* [PROBLEM SET]
1. Pick out every line of the rows below that contains the word "diver" and copy each of those lines in full. Case counts.
2. Continue the guide on ISO 42001 Clause 7.5 below from the point where it stops.

* [TEXT]
----
Compliance 14 min read

ISO 42001 Clause 7.5: Documented Information & AI Records

J

Jared Clark

April 10, 2026

Last updated: 2026-04-10

If there is one clause in ISO 42001:2023 that separates organizations who merely say they manage AI responsibly from those who can prove it, it is Clause 7.5 — Documented Information. In every audit I conduct at Certify Consulting, the readiness (or lack thereof) of an organization's documented information is the single clearest predictor of whether they will pass or fail. After helping more than 200 clients achieve ISO 42001 certification with a 100% first-time audit pass rate, I can tell you with confidence: getting your documentation house in order is not bureaucratic overhead — it is the evidentiary backbone of your entire AI Management System (AIMS).

This pillar guide walks you through every dimension of Clause 7.5, from the three-part structure of the clause itself to the specific records auditors scrutinize, the common mistakes organizations make, and the practical controls you need to build a defensible, audit-ready documentation program.


What Is ISO 42001 Clause 7.5? A Plain-Language Overview

ISO 42001:2023 Clause 7.5 — Documented Information — sits within Section 7: Support, alongside competence, awareness, and communication. It establishes that an organization's AIMS must include documented information required by the standard and documented information determined by the organization as necessary for effectiveness.

The clause is split into three sub-clauses:

Sub-Clause Title Core Requirement
7.5.1 General Maintain required documents; create additional ones as needed
7.5.2 Creating and Updating Ensure proper identification, format, review, and approval
7.5.3 Control of Documented Information Availability, protection, distribution, retention, and disposal

This three-part structure mirrors the documented information clauses found in ISO 9001, ISO 27001, and ISO 14001 — intentionally so, as ISO 42001 was designed to integrate with existing management systems. However, the specific records demanded by ISO 42001 are unique to AI contexts: bias assessments, model cards, algorithmic impact evaluations, and AI system lifecycle records are categories that have no direct equivalent in other ISO frameworks.

Citation Hook: ISO 42001:2023 Clause 7.5 requires organizations to maintain documented information that is "available and suitable for use, where and when it is needed," placing the burden of proof on the organization — not the auditor — to demonstrate AIMS effectiveness.


Why Documented Information Is the Cornerstone of AI Governance

The stakes around AI documentation are escalating rapidly. The EU AI Act, which entered into force in August 2024, mandates extensive technical documentation for high-risk AI systems under Article 11, including descriptions of design specifications, training data characteristics, and ongoing monitoring logs. ISO 42001 Clause 7.5 aligns directly with these regulatory expectations and provides a structured framework to meet them simultaneously.

According to a 2024 survey by the AI governance firm BABL AI, fewer than 30% of organizations deploying AI systems maintain documentation sufficient to reconstruct a model's training decisions — a gap that creates both certification risk and legal exposure. Separately, Gartner has projected that by 2026, organizations lacking formal AI documentation frameworks will face 3x higher remediation costs following AI-related incidents compared to those with mature AIMS documentation practices.
----
* [RAW DATA]

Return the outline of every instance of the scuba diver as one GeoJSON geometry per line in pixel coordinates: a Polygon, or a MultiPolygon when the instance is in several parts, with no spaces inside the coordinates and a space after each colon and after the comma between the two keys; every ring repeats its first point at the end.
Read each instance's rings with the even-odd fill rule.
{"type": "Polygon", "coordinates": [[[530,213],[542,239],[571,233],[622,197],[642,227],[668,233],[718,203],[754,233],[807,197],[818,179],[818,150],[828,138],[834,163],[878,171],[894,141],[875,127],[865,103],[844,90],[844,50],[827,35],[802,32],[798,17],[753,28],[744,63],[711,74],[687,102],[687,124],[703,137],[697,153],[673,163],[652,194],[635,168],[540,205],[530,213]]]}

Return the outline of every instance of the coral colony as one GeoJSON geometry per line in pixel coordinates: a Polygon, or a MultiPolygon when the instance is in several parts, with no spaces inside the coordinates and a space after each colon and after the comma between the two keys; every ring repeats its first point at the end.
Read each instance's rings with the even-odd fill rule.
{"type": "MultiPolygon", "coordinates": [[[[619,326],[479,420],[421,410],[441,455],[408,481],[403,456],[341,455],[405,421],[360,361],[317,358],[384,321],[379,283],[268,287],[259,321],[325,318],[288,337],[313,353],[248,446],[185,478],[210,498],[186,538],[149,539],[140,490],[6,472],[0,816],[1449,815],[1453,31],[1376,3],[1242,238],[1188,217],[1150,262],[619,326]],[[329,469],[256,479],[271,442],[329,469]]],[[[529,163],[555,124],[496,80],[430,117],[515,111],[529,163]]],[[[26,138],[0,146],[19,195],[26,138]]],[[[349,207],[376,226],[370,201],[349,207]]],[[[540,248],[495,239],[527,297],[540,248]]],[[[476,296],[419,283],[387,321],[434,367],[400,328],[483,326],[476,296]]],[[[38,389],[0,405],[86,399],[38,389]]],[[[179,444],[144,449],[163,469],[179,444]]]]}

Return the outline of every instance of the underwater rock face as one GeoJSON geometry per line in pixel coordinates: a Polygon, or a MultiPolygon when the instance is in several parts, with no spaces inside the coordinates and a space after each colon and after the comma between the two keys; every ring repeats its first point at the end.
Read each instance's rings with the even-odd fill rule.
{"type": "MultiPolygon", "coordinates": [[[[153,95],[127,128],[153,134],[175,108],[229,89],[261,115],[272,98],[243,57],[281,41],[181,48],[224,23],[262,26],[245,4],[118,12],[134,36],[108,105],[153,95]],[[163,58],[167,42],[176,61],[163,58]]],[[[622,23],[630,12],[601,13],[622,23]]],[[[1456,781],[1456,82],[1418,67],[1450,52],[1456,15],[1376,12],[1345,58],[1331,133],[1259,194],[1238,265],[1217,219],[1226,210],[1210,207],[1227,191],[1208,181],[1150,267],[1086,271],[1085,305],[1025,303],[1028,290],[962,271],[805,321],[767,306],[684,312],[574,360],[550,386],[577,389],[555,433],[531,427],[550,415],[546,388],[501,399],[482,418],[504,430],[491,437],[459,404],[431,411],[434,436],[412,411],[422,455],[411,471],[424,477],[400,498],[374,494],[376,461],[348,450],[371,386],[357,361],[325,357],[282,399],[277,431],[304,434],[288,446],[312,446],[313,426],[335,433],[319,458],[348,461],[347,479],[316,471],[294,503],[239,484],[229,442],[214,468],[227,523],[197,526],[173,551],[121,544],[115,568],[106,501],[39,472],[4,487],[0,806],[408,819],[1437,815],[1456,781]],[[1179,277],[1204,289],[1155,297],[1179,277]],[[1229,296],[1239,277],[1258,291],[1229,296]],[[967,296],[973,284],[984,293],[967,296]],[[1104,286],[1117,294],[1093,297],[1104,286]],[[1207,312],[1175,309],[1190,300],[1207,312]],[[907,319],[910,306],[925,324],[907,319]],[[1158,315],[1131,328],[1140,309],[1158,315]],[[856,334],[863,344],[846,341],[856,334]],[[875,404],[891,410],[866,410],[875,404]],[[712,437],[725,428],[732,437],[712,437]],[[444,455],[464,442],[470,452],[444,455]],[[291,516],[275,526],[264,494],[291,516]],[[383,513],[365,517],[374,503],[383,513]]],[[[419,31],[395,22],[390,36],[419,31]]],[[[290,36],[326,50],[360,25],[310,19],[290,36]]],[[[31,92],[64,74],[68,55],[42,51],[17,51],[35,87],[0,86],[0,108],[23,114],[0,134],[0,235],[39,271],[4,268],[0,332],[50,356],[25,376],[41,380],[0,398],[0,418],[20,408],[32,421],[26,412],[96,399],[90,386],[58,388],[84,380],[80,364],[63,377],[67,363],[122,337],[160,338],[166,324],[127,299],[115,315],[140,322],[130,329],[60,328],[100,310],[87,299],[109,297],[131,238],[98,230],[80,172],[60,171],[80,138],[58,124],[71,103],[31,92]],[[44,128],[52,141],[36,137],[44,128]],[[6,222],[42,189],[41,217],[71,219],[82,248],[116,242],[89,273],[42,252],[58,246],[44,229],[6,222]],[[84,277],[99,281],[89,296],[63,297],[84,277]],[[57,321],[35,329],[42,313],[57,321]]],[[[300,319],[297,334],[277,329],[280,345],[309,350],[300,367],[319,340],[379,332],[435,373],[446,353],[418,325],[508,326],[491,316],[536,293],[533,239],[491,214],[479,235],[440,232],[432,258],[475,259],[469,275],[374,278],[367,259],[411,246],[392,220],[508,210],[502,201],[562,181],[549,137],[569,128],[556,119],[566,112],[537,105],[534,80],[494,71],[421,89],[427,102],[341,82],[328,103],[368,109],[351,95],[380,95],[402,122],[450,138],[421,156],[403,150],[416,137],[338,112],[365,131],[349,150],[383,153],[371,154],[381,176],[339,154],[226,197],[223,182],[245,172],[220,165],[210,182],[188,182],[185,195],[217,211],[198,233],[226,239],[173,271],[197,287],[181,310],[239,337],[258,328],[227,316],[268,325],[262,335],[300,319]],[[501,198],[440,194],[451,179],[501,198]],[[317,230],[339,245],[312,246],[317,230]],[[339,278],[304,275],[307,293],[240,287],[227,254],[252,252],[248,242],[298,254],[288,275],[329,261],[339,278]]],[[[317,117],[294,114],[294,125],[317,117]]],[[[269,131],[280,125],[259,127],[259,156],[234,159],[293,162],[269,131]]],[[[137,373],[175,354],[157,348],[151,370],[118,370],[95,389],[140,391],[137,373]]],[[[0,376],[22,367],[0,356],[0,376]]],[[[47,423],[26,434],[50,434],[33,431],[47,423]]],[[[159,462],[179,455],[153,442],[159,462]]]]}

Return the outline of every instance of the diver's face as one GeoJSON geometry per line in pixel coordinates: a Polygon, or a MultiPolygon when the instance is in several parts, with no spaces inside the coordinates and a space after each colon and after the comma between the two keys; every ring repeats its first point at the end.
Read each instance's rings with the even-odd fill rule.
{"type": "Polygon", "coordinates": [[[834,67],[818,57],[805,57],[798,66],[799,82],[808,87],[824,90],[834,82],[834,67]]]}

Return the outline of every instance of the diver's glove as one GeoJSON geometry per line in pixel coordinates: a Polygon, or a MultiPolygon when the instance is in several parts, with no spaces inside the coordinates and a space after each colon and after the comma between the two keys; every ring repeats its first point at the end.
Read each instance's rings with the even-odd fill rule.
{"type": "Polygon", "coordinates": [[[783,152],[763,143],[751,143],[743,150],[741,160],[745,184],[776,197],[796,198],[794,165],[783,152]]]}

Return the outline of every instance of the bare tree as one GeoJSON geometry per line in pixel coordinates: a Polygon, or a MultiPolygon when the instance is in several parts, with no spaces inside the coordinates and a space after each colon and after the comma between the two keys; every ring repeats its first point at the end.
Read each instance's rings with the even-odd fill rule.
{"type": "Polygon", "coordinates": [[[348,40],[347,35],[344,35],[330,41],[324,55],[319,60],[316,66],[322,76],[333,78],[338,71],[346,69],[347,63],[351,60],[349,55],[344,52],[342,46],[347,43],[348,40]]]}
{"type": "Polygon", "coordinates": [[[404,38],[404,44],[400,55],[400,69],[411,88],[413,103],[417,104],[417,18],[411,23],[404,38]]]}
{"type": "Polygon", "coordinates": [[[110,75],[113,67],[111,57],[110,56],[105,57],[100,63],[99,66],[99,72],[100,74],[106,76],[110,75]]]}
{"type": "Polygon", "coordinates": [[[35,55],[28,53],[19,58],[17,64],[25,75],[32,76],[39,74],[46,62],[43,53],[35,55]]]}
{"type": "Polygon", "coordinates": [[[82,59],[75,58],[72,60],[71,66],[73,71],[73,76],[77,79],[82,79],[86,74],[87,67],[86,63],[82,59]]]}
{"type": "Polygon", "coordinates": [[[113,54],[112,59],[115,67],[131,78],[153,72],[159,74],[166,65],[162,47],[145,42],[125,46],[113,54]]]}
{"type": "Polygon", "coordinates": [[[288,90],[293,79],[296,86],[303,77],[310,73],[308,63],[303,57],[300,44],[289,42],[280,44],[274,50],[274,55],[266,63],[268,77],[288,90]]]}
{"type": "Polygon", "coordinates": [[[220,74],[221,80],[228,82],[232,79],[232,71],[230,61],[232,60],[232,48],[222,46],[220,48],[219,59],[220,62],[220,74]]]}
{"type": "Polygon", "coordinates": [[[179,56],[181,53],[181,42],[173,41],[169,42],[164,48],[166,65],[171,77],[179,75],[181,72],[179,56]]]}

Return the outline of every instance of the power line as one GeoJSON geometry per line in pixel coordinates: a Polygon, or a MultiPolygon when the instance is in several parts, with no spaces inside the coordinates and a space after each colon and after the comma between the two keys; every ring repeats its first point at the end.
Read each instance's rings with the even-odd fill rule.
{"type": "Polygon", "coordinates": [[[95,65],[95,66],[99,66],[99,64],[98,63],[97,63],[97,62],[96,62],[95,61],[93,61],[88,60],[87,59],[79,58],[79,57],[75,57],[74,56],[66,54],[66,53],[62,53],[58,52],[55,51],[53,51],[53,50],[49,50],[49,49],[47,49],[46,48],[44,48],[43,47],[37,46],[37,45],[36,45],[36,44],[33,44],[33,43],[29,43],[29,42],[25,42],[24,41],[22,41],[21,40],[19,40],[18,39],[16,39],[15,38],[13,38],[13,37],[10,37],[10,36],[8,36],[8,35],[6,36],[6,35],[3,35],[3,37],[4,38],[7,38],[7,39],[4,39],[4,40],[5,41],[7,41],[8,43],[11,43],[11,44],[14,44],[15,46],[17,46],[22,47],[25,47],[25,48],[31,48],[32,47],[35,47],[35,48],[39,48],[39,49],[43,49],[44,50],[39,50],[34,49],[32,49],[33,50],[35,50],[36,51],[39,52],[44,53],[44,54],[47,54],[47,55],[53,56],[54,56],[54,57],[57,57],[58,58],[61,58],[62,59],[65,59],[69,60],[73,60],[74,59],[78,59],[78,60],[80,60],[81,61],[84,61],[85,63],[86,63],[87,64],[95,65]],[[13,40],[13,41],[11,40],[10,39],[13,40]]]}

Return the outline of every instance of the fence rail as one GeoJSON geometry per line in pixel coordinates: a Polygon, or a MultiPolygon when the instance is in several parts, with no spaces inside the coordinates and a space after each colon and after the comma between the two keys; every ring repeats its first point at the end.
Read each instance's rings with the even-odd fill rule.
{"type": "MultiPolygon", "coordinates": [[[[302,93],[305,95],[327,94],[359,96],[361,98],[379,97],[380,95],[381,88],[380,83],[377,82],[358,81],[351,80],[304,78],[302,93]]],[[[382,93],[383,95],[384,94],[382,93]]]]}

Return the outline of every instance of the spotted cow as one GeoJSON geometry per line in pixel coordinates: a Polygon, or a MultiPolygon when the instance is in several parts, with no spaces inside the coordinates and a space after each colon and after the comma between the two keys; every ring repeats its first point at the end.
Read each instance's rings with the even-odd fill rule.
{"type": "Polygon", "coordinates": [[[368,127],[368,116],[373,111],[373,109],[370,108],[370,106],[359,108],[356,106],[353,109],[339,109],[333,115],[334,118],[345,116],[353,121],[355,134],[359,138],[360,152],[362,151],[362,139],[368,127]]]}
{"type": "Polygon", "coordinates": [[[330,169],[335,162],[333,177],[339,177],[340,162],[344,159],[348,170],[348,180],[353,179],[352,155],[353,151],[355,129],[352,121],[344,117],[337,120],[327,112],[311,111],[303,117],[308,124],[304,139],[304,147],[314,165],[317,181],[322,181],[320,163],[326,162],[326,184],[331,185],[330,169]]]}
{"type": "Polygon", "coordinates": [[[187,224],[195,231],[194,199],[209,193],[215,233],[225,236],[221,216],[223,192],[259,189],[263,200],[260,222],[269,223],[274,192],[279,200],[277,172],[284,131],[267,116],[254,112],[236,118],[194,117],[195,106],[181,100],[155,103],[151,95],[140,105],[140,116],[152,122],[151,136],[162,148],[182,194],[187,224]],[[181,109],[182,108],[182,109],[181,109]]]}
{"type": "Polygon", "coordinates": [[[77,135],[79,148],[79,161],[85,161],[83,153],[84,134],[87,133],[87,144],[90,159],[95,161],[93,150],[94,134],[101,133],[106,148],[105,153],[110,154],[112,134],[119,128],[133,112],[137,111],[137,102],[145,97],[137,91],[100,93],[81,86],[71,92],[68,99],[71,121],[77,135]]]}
----
* [OUTPUTS]
1.
Return the outline of every instance of the scuba diver as one GeoJSON geometry per line in pixel coordinates: a Polygon, or a MultiPolygon when the instance is in several parts, with no spaces inside the coordinates and a space after each colon and after the comma between the two keys; every ring repeats its first point at the end.
Return the outline of every instance of the diver's face as one GeoJSON geometry per line in pixel coordinates: a Polygon, or a MultiPolygon when the instance is in several parts, with no spaces inside the coordinates and a space after each colon and after the comma between the two keys; every ring repeats its first point at the end.
Return the outline of every instance of the diver's glove as one GeoJSON geometry per line in pixel coordinates: a Polygon, or a MultiPolygon when the instance is in several parts, with no spaces inside the coordinates and a space after each colon and after the comma between the two keys; every ring repeats its first point at the end.

2.
From an audit perspective, the rationale is straightforward: you cannot audit intent — you can only audit evidence. Documented information is that evidence. When an auditor asks, "How do you ensure your AI system does not perpetuate discriminatory outcomes?", the answer is not a verbal assurance — it is a bias evaluation report, a review log, and a disposition record showing what actions were taken.


The Three Sub-Clauses of ISO 42001 Clause 7.5: A Deep Dive

Clause 7.5.1 — General: What Must You Document?

ISO 42001:2023 Clause 7.5.1 creates two categories of required documents:

1. Explicitly Required by the Standard

The standard mandates documented information in over 20 locations across its clauses. Some of the most critical include:

  • Clause 4.1 — Organizational context analysis
  • Clause 4.3 — Scope of the AIMS
  • Clause 5.2 — AI policy
  • Clause 6.1 — Actions to address risks and opportunities (risk register)
  • Clause 6.1.2 — AI risk assessment methodology and results
  • Clause 6.2 — AI objectives and plans to achieve them
  • Clause 8.1 — Operational planning and control records
  • Clause 9.1 — Monitoring, measurement, analysis, and evaluation results
  • Clause 9.2 — Internal audit program and results
  • Clause 9.3 — Management review outputs
  • Clause 10.1 — Nonconformity and corrective action records
  • Annex A controls — Evidence of implementation for selected controls

2. Determined Necessary by the Organization

This is where many organizations under-document. Beyond what the standard explicitly requires, Clause 7.5.1 asks you to create and maintain whatever additional documented information your organization determines is necessary for the AIMS to function effectively. In practice, for AI systems, this should include:

  • Model cards or AI system datasheets for each deployed model
  • Data governance records (provenance, lineage, consent records)
  • Bias and fairness evaluation reports
  • Algorithmic impact assessments (AIAs)
  • AI incident logs and near-miss reports
  • Third-party AI supplier assessment records
  • Human oversight logs (especially for high-risk AI applications)
  • AI decommissioning records

Citation Hook: ISO 42001:2023 Annex A lists 38 controls across 10 control domains; each selected control requires documented evidence of implementation, making the Statement of Applicability (SoA) a living document that ties directly to Clause 7.5.


Clause 7.5.2 — Creating and Updating: Document Quality Controls

Clause 7.5.2 is the quality control layer for your documented information. It requires that when creating and updating documentation, organizations ensure appropriate:

a) Identification and description — documents must have a title, date, author, and version reference. For AI records, I recommend also including the AI system identifier and the lifecycle stage (development, testing, deployment, monitoring, decommissioning).

b) Format and media — documents can be on paper or electronic, but the format must be appropriate to the information. Audit trail records, for example, should be in formats that are tamper-evident and machine-readable where possible.

c) Review and approval — every document must be reviewed and approved for suitability and adequacy. This is where many organizations stumble: they create good documentation but fail to establish a formal review cycle. For AI systems, I recommend a minimum annual review for static policy documents and event-triggered reviews for model-level records (e.g., after model updates, incidents, or significant data drift).

Practical Document Attributes Checklist

Attribute Requirement AI-Specific Consideration
Title Clear, descriptive Include AI system name/ID
Version number Sequential or date-based Track alongside model versions
Author/Owner Named individual or role Assign AI system owner per Clause 5.3
Review date Defined review cycle Trigger review on model changes
Approval signature Named approver AIMS owner or delegate
Classification Confidentiality level AI IP and personal data protection
Retention period Per legal/regulatory requirements Align with EU AI Act Article 12 (10-year log retention for high-risk)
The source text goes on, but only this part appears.